● Passage to read:
[start]
Though it may seem the opposite, this is actually highly useful for proof-reading your essay as you quickly go through your text, scanning it for any glaring errors in syntax, punctuation, spelling or argumentation. Let them glare at you until you get rid of them. Also, circle any paragraphs or sentences that would take you longer than 5 seconds to amend, then move on – you will come back to them in step 2. This has the benefit of saving your high focus exclusively for things that require it.
Focused reading – but only where absolutely necessary The second type of reading – registering and analysing every word – should be saved only for any areas you have circled and crucially for the introduction and conclusion as well. Focused reading demands a lot of effort if you do it properly, and you should take time to ensure that all arguments are clear, fully nuanced, concise and answering the question in the best way possible. This is what ensures the top marks. If you are criticised by markers for failing in these things, it is simple: it means you either circled the wrong things whilst scanning in step 1, or didn’t take enough time on step 2.
I also cannot stress enough how important the structure and clarity of your introduction and conclusion is, not least because more often than not this is the only part of your essay that teachers/examiners actually read! (Going into detail on this is, however, beyond the scope of this blog post!)
[end]
● Aim 1:
Decide whether each statement below agrees with the passage on proofreading essays. Answer yes or no and quote the exact words of the passage that settle it.
(a) Sentences that would take longer than 5 seconds to fix should be circled and handled later in step 2.
(b) Focused reading should be applied to every part of the essay.
(c) The passage goes into detail on how to write a strong introduction and conclusion.
● Aim 2: Rewrite part of the passage on proofreading essays, putting "article" in place of "blog post". Start at the words "I also cannot" and end after "this blog post!)".
● Aim 3: Continue the passage on proofreading essays from its last sentence.

● Record extracts:
[start]
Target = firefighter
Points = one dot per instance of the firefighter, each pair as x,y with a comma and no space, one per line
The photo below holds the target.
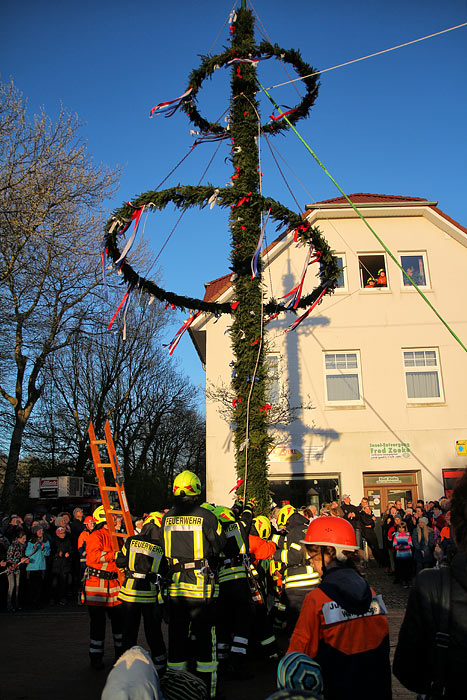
262,550
101,588
342,624
193,540
298,575
233,607
142,558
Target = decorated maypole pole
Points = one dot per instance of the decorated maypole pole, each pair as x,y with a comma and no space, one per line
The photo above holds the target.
246,221
249,211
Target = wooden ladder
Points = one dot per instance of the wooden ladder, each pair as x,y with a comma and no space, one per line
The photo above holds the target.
117,485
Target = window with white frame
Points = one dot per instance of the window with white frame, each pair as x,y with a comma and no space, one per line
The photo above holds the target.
343,379
422,375
416,267
372,270
342,279
273,369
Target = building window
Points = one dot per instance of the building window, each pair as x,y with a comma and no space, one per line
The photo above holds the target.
416,267
372,270
273,370
342,279
422,376
343,378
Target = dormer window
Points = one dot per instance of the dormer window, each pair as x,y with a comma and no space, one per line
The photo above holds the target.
372,269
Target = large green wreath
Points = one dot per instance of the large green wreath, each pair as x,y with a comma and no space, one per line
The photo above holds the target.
188,196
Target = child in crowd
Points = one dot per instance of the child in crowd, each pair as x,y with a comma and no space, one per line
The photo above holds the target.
402,544
37,549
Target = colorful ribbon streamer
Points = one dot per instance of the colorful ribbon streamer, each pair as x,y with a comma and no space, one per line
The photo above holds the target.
296,323
171,106
136,216
176,339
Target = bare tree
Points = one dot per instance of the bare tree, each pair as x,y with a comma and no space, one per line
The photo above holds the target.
51,197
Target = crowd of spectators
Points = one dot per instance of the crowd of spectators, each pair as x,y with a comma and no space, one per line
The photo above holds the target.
40,559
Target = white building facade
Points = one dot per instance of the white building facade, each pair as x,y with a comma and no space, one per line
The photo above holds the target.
381,380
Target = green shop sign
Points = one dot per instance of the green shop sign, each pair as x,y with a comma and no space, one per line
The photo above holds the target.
382,450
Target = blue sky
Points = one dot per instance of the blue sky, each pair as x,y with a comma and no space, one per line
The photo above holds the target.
393,124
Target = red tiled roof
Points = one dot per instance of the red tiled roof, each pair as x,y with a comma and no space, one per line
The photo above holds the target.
366,197
220,285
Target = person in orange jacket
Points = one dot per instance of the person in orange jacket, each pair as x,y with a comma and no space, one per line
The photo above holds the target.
101,589
262,549
342,623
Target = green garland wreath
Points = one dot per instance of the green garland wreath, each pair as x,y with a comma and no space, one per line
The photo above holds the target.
188,196
211,63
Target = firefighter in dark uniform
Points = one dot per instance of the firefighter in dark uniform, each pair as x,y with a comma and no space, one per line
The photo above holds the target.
142,558
298,575
234,603
193,540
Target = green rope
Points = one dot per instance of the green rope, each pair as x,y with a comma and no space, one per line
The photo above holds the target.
366,222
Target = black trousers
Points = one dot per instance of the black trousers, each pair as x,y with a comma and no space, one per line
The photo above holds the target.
97,624
152,619
233,617
195,618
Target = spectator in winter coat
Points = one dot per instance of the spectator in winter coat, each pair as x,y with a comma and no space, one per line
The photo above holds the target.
416,657
14,558
61,566
37,549
423,545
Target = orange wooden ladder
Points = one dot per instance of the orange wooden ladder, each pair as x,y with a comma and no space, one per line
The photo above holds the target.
116,487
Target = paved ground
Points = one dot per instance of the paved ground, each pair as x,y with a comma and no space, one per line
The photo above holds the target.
44,654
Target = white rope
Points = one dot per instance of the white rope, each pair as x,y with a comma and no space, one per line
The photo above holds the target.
371,55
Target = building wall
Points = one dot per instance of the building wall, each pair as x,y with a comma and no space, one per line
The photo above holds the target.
378,323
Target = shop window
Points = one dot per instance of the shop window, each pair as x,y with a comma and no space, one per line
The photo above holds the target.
372,269
422,376
415,265
342,378
342,279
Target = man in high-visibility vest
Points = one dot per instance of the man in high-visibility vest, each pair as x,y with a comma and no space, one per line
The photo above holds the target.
101,590
193,539
142,558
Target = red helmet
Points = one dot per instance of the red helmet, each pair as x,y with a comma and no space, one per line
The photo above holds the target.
332,532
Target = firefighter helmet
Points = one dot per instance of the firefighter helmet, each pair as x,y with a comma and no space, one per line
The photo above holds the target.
283,515
186,484
99,515
154,517
332,532
263,526
224,514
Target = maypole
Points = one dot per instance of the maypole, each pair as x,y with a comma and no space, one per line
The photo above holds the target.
248,212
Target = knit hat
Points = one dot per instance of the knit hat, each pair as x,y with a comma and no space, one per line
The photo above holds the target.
296,671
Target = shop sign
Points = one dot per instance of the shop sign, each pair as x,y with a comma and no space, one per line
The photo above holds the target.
48,487
281,453
383,450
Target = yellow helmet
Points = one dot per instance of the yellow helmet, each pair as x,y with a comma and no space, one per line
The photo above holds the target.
99,514
263,526
284,514
186,484
224,514
154,517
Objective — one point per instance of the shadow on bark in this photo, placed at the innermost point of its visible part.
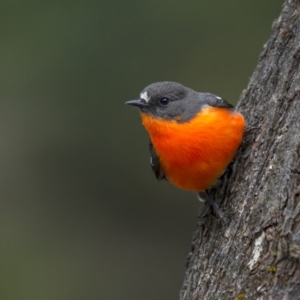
(256, 254)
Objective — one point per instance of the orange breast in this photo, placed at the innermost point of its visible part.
(194, 154)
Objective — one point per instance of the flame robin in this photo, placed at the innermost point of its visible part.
(194, 136)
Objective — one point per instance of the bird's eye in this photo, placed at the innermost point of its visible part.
(164, 101)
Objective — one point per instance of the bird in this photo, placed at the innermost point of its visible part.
(193, 135)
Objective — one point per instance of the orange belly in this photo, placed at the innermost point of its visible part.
(195, 153)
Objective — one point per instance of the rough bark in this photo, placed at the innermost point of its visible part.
(256, 255)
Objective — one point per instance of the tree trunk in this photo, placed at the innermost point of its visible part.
(256, 255)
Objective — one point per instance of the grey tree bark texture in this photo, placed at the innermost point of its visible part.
(256, 255)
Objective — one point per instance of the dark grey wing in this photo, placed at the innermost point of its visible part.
(214, 100)
(155, 164)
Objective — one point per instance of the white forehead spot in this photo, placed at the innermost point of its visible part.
(145, 96)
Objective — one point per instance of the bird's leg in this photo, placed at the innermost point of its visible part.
(204, 195)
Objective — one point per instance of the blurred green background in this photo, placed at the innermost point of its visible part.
(81, 214)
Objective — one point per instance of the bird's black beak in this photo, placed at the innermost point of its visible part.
(139, 103)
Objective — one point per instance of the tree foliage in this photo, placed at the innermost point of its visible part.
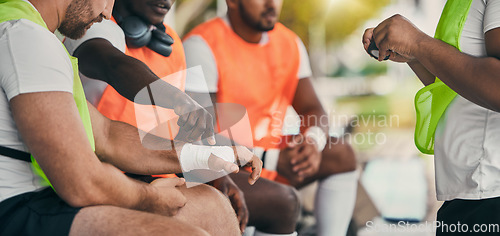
(340, 17)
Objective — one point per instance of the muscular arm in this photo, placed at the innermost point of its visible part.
(99, 59)
(118, 143)
(51, 127)
(474, 78)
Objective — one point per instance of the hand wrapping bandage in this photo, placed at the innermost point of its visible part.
(195, 157)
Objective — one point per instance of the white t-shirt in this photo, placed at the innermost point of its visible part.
(199, 53)
(110, 31)
(467, 144)
(32, 60)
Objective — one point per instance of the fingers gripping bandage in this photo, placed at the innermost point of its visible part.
(195, 157)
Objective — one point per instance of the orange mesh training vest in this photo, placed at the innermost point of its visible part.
(117, 107)
(261, 77)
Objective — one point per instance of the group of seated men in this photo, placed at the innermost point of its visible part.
(51, 136)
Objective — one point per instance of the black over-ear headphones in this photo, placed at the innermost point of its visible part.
(139, 34)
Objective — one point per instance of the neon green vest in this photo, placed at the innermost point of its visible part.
(432, 101)
(18, 9)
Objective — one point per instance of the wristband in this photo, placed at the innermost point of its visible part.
(195, 157)
(317, 134)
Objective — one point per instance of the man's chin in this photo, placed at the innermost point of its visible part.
(73, 34)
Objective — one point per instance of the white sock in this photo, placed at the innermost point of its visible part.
(258, 233)
(334, 203)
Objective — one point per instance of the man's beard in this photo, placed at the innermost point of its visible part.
(257, 25)
(73, 25)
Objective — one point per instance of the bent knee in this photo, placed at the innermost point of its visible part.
(287, 203)
(339, 156)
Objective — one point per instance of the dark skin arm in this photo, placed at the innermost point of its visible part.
(474, 78)
(225, 184)
(301, 158)
(99, 59)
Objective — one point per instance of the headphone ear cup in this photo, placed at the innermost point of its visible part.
(160, 47)
(162, 37)
(137, 33)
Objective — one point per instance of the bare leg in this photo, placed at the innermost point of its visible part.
(110, 220)
(209, 209)
(207, 212)
(273, 207)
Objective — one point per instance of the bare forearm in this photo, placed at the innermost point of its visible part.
(422, 73)
(461, 72)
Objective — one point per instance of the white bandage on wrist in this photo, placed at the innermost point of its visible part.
(317, 134)
(195, 157)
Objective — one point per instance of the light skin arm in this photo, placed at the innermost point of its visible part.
(474, 78)
(118, 143)
(51, 127)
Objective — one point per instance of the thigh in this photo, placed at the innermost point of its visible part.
(36, 213)
(268, 200)
(111, 220)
[end]
● Written reply 1:
(a) Yes: "circle any paragraphs or sentences that would take you longer than 5 seconds to amend, then move on – you will come back to them in step 2"
(b) No: "should be saved only for any areas you have circled and crucially for the introduction and conclusion as well"
(c) No: "Going into detail on this is, however, beyond the scope of this blog post!"

● Written reply 2:
I also cannot stress enough how important the structure and clarity of your introduction and conclusion is, not least because more often than not this is the only part of your essay that teachers/examiners actually read! (Going into detail on this is, however, beyond the scope of this article!)

● Written reply 3:
Once you have completed steps 1 and 2, I always repeat step 1 to ensure all my changes have been done without silly mistakes, before re-reading a last time with the freshest eyes possible (a 10-minute break usually helps).
Here I double-check that all arguments are clear and respond to the question, that my introduction is engaging and my conclusion powerful.
Obviously, there is a lot more to a great essay than critical reading and checking, but I truly believe that 70% of students rush or avoid these final, yet essential, steps. It is also evident that under time conditions, following this advice exhaustively is hard if not impossible, but the more you can do, the better the chance you give yourself of a fantastic result. Achieving the best marks is in your hands!